=== CONSIGNE 1 ===
D'après l'extrait, répondez aux questions suivantes :
(a) Quels deux films de Kervern et Delépine sont jugés beaucoup mieux maîtrisés ?
(b) Quelle durée est mentionnée pour le film ?
(c) De quoi les faubourgs des villes d'aujourd'hui sont-ils quadrillés ?
=== CONSIGNE 2 ===
Reprenez le passage de l'extrait de « Kervern et Delépine » à « pas pour demain. » en substituant « banlieues » à « faubourgs ».

=== EXTRAIT DU DOCUMENT ===
Kervern et Delépine continuent d’azimuter le cinéma français avec une vision formellement délirante d’une société fondamentalement malade. Le grand soir, promesse utopique d’une révolution qui ne pourrait naître que dans ces no man’s land que sont les faubourgs des villes d’aujourd’hui - quadrillées de surfaces commerciales, rond points routiers, enseignes, panneaux, et parkings - n’échappe pas à cette règle. Pourtant, après une heure et demi où, parfois on rigole franchement, on se dit que le grand soir n’est pas pour demain.

Contrairement à Louise-Michel et Mammuth, beaucoup mieux maîtrisés, cette comédie foutraque ne sait où aller, comme égarée dans sa zone commerciale. . La révolution des losers n’aura pas lieu, le final est trop timide, petits bras, sans éclat et avec un manque d’inspiration assez sidérant. Il aurait pu survenir un quart d’heure plus tôt ou plus tard, on sent que le rendez-vous est manqué, qu’il n’y a personne pour accompagner cette famille dans leur désir de tout bazarder.

=== Entrées de données enregistrées ===
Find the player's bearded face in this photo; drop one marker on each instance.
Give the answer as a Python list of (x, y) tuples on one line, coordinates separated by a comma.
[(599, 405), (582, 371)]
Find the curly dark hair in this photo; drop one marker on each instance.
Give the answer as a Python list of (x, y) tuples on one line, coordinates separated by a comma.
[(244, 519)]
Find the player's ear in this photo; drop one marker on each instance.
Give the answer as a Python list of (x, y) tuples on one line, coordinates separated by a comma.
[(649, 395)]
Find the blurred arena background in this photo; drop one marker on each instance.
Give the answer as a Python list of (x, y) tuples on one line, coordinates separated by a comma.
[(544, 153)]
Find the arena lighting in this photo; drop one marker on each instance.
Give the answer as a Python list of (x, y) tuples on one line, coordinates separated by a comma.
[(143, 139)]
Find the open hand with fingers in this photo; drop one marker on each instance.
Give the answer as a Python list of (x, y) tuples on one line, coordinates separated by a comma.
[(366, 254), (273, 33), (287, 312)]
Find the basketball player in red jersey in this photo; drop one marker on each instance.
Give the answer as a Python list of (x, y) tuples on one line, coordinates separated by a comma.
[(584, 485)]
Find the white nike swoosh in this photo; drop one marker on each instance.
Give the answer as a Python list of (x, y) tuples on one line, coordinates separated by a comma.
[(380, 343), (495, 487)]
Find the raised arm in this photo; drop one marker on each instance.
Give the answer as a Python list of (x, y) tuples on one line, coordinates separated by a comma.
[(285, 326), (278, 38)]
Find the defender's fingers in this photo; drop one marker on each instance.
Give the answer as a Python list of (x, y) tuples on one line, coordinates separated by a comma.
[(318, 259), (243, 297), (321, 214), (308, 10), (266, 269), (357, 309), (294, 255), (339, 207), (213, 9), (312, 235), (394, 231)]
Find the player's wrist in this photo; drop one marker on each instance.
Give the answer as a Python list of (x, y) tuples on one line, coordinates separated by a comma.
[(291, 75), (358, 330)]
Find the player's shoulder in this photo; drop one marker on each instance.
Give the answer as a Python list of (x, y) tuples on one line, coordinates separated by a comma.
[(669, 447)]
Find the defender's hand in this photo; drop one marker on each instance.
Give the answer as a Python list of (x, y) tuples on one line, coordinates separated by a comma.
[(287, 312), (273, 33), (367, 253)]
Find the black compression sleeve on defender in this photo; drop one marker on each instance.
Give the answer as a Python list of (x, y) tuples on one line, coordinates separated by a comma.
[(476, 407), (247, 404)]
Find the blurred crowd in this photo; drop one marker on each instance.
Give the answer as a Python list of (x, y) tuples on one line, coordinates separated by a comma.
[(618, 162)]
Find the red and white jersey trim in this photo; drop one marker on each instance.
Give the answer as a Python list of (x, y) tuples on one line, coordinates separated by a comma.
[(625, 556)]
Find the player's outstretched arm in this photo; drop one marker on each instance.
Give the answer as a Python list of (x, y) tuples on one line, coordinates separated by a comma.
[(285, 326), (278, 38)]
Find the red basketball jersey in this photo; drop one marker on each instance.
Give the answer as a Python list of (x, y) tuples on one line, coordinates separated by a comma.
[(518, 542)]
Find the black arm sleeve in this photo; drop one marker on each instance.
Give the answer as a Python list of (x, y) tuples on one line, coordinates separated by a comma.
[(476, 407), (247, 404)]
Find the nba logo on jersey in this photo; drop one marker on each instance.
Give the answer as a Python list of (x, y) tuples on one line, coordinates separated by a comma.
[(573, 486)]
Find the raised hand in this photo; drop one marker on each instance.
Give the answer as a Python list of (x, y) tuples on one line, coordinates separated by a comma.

=== RÉPONSE ATTENDUE 1 ===
(a) Louise-Michel et Mammuth.
(b) Une heure et demi.
(c) De surfaces commerciales, rond points routiers, enseignes, panneaux et parkings.

=== RÉPONSE ATTENDUE 2 ===
Kervern et Delépine continuent d’azimuter le cinéma français avec une vision formellement délirante d’une société fondamentalement malade. Le grand soir, promesse utopique d’une révolution qui ne pourrait naître que dans ces no man’s land que sont les banlieues des villes d’aujourd’hui - quadrillées de surfaces commerciales, rond points routiers, enseignes, panneaux, et parkings - n’échappe pas à cette règle. Pourtant, après une heure et demi où, parfois on rigole franchement, on se dit que le grand soir n’est pas pour demain.